# RAW DATA

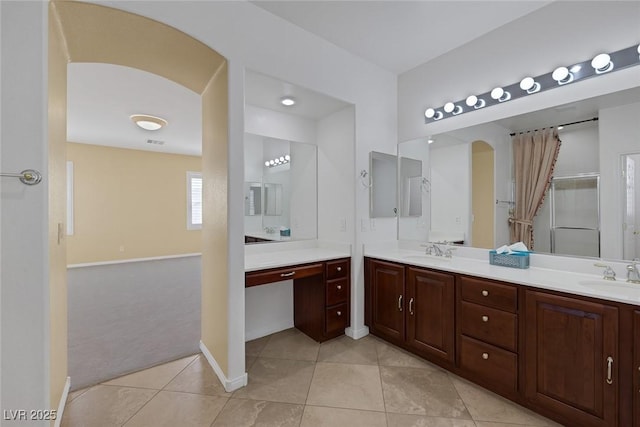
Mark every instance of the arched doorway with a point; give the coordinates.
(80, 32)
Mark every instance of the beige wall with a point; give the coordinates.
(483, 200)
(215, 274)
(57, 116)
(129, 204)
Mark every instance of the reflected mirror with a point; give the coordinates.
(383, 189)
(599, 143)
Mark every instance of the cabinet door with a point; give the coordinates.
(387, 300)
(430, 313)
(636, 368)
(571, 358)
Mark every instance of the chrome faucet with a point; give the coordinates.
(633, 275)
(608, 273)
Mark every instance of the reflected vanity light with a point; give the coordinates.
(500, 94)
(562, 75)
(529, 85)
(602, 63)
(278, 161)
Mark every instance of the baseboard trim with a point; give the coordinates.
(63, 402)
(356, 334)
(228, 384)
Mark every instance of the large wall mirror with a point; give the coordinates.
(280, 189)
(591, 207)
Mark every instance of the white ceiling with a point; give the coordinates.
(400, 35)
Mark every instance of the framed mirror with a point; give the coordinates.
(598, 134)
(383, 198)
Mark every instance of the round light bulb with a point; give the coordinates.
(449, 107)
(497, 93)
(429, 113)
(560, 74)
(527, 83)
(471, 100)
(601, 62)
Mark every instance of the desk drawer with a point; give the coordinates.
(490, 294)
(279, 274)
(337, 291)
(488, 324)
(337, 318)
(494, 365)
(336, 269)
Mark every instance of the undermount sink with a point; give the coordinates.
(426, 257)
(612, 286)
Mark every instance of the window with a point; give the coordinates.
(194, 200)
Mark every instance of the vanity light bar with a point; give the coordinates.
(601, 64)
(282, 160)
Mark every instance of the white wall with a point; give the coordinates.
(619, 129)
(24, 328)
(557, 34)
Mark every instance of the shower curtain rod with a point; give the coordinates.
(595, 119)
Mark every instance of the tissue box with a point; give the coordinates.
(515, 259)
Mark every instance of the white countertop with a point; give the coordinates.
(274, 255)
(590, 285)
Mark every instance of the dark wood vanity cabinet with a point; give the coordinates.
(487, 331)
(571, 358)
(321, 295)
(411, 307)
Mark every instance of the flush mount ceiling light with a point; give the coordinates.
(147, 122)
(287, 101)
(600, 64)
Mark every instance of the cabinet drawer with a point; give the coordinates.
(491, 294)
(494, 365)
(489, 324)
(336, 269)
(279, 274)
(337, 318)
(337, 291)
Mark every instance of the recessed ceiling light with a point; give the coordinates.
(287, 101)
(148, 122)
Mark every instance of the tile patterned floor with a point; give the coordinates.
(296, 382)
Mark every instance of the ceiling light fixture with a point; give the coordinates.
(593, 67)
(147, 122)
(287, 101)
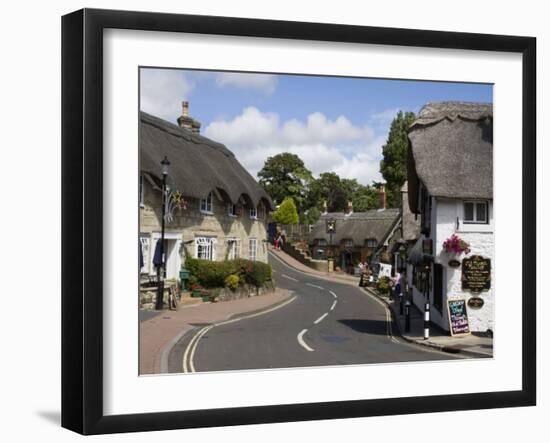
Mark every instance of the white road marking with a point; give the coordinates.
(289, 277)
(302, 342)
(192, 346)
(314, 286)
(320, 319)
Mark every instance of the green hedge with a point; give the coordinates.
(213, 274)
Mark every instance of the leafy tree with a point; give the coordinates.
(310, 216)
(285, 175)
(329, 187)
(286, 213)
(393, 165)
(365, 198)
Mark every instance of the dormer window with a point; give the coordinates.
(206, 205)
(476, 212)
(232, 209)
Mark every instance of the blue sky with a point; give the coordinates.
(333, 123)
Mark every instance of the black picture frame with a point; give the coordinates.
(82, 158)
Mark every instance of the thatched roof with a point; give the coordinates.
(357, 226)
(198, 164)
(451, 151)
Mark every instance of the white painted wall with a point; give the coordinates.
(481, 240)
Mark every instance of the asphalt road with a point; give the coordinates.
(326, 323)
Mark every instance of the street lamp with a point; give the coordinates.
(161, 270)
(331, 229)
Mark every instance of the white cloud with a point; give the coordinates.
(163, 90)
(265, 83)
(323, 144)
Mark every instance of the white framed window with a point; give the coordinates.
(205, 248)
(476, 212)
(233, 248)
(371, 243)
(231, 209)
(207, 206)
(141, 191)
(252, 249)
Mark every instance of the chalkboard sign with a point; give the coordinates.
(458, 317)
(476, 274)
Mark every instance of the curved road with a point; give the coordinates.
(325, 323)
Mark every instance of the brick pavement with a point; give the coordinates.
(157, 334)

--

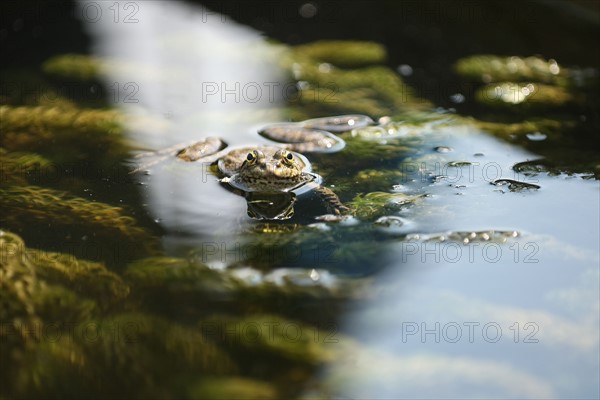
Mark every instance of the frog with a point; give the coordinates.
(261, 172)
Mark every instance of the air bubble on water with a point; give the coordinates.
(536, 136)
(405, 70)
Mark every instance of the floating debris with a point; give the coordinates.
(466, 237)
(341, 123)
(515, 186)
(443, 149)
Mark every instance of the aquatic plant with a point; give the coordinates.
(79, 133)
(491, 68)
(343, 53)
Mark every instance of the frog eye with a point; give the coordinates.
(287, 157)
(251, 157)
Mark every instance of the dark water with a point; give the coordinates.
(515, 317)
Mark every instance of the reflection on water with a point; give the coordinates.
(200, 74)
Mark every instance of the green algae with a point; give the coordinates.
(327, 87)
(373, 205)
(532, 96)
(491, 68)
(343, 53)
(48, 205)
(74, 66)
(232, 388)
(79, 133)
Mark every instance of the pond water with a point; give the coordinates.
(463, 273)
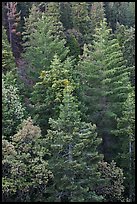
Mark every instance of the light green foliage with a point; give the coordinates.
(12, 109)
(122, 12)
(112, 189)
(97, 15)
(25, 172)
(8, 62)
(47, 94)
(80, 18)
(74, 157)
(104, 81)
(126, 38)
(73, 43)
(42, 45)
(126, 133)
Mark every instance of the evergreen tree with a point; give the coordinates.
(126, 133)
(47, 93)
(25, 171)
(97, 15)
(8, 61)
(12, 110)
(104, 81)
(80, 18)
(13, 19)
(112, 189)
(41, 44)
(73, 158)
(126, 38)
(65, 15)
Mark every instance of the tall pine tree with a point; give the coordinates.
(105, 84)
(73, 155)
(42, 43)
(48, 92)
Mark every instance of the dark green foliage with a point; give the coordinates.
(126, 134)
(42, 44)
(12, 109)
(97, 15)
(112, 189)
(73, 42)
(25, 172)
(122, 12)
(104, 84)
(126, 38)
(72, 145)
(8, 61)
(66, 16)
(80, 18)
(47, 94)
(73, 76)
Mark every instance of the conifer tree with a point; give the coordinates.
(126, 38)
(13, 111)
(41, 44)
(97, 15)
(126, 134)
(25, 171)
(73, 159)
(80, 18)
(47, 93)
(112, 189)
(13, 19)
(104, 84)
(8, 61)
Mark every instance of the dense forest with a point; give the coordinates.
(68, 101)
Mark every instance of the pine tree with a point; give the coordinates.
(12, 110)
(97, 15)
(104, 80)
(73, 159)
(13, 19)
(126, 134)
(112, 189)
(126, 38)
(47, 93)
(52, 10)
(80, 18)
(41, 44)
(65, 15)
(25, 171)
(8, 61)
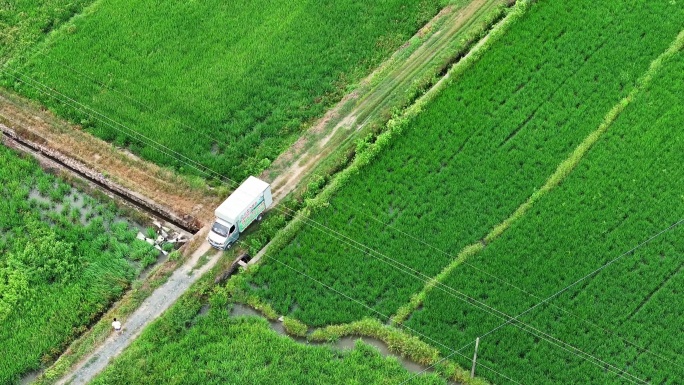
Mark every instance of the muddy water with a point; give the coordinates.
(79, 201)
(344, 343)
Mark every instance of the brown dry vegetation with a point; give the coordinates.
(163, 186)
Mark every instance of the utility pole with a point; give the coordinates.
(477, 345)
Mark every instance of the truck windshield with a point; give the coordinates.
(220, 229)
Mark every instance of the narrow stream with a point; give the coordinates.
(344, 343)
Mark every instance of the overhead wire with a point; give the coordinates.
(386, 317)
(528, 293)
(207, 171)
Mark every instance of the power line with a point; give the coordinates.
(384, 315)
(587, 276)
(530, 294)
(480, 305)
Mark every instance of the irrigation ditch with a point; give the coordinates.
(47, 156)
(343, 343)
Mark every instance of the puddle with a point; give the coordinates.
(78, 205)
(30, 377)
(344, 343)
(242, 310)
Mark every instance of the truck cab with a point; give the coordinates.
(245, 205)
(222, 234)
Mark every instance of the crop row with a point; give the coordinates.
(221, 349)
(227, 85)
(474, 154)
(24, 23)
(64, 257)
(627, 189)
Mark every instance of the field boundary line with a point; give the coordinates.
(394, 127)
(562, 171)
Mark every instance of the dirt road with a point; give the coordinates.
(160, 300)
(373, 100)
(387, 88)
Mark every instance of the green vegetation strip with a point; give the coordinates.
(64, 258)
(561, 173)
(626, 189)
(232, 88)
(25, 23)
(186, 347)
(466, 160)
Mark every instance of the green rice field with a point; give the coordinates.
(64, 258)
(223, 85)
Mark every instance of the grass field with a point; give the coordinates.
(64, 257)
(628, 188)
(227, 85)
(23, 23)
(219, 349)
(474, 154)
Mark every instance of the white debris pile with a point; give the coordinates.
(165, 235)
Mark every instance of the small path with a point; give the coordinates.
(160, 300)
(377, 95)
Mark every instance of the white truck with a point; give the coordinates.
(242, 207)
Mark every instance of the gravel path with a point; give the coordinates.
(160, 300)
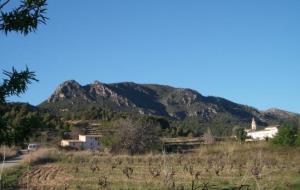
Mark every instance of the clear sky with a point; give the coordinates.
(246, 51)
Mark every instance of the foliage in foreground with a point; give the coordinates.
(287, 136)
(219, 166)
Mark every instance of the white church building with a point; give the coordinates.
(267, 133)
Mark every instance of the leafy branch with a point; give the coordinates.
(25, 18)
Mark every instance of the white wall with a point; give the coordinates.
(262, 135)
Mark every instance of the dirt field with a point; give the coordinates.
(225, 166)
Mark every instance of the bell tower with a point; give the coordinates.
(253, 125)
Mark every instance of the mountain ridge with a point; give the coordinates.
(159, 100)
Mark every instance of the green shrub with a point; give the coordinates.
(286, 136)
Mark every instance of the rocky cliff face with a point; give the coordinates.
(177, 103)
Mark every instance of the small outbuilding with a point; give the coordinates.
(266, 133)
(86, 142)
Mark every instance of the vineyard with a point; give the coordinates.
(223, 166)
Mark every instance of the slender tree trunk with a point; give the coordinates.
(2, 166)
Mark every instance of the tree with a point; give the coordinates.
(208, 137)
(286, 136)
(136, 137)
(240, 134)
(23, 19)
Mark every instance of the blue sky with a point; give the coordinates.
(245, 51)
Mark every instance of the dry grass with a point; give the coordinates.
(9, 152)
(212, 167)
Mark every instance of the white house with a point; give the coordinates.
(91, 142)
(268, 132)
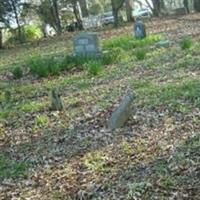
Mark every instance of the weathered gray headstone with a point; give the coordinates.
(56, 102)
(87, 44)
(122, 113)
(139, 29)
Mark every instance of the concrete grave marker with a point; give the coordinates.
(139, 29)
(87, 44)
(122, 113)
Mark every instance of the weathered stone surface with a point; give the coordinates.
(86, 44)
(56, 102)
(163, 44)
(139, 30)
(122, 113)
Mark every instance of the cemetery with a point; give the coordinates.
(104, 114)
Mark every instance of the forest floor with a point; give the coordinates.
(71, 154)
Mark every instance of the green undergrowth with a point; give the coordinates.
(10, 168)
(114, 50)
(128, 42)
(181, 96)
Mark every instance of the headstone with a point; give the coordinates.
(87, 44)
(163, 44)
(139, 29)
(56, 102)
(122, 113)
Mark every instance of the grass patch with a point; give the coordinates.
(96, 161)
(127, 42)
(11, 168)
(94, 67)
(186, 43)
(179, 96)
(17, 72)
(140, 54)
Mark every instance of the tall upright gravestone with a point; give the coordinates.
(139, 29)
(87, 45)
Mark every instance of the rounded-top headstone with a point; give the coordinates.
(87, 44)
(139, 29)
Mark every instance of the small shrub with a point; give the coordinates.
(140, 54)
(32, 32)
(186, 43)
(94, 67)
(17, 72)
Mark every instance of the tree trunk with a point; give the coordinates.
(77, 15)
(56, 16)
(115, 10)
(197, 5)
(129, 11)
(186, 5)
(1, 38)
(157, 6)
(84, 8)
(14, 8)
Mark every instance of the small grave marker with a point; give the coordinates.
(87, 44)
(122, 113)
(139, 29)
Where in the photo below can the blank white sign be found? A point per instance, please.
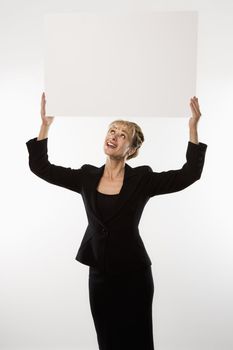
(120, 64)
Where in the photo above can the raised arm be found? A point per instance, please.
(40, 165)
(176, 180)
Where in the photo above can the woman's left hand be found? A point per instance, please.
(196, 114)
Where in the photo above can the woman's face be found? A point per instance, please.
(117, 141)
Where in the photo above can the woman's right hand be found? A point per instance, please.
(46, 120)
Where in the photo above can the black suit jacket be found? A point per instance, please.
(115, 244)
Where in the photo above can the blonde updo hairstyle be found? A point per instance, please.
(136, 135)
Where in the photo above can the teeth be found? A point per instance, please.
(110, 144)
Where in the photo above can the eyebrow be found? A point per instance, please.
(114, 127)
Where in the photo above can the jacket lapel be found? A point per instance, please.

==

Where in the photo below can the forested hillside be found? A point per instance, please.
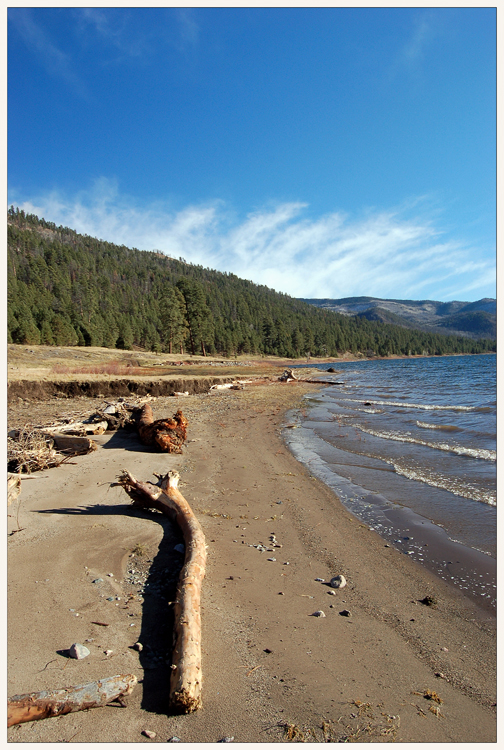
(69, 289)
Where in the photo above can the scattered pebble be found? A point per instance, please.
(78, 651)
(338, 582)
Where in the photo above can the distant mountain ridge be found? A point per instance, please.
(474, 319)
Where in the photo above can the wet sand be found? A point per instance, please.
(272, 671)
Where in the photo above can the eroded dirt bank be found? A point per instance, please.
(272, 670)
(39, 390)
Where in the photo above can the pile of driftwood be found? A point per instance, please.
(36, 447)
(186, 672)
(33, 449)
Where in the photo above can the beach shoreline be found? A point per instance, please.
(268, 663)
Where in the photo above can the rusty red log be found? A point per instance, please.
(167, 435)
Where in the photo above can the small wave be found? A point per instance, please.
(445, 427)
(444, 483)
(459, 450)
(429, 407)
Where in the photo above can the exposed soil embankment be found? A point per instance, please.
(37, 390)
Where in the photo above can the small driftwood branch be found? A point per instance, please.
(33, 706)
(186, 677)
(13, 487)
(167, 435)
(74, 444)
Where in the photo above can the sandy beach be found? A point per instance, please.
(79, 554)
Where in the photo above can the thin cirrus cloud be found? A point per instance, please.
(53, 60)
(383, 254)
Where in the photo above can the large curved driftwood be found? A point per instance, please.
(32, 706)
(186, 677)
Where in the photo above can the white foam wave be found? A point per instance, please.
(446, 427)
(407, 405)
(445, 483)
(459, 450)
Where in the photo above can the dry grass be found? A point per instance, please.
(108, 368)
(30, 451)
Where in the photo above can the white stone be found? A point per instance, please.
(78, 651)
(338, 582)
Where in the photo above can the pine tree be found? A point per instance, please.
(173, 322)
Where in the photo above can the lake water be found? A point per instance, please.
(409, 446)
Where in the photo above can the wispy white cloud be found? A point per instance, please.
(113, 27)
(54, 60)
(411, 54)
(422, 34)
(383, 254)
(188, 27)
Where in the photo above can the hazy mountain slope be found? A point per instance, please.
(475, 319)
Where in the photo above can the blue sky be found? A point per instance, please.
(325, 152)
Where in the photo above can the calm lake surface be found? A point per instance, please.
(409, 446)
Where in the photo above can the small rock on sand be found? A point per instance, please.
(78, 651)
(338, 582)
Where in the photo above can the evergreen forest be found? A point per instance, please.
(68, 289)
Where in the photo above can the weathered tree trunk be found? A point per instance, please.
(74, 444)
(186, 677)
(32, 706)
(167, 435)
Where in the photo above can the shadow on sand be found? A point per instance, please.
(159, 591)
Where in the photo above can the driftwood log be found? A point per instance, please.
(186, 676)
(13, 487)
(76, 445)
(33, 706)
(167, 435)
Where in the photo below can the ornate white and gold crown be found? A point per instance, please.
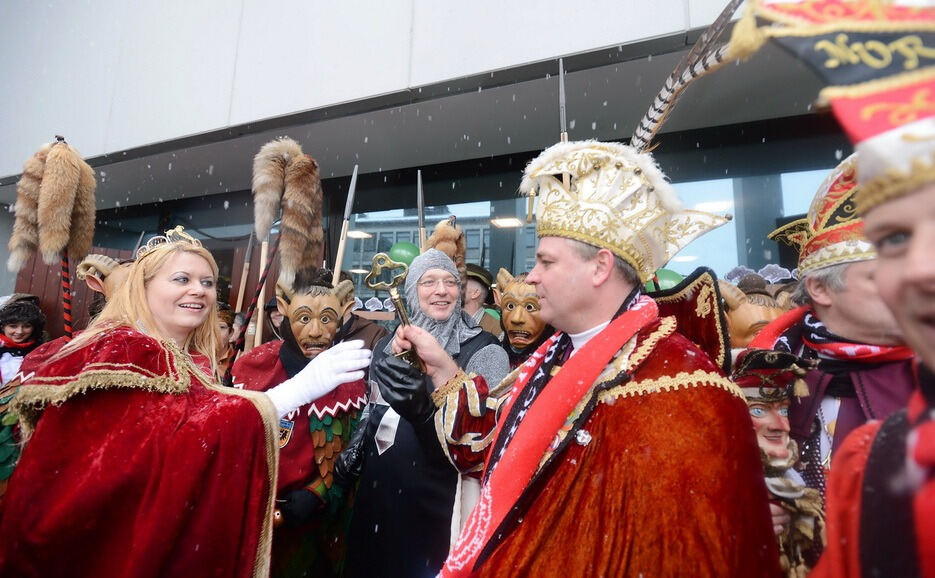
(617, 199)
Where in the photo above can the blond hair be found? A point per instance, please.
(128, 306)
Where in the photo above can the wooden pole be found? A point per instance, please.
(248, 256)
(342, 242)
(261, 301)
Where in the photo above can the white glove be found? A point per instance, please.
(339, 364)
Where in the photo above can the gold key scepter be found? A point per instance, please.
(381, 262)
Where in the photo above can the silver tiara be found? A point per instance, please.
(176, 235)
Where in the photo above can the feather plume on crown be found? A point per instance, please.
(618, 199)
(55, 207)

# DIRECTIONS FOR THIS TASK
Beginning at the line above that contains "Where in the photo above can the blonde", return each line exactly through the line that contains "Where in the photo above can the jacket", and no others.

# WRITTEN ANSWER
Where in the photo above can the blonde updo hairstyle be found? A point per instance, please.
(136, 135)
Where in the photo above can the teeth be found? A point per instance, please.
(110, 144)
Where in the photo above can the eyebrow be found? A point per instance, please.
(114, 127)
Where in the photo above can the jacket lapel be found? A point per instance, please.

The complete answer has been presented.